PROMPT: Render the listing below as a JSON list of strings, with one string per line and blank lines omitted.
--------------------------------------------------
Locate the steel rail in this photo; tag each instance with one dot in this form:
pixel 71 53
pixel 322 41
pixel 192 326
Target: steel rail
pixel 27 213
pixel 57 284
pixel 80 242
--------------------------------------------------
TASK RESULT:
[
  "Locate the steel rail in this photo; tag each instance with one dot in this form:",
  "pixel 71 53",
  "pixel 322 41",
  "pixel 192 326",
  "Target: steel rail",
  "pixel 27 213",
  "pixel 57 284",
  "pixel 80 242"
]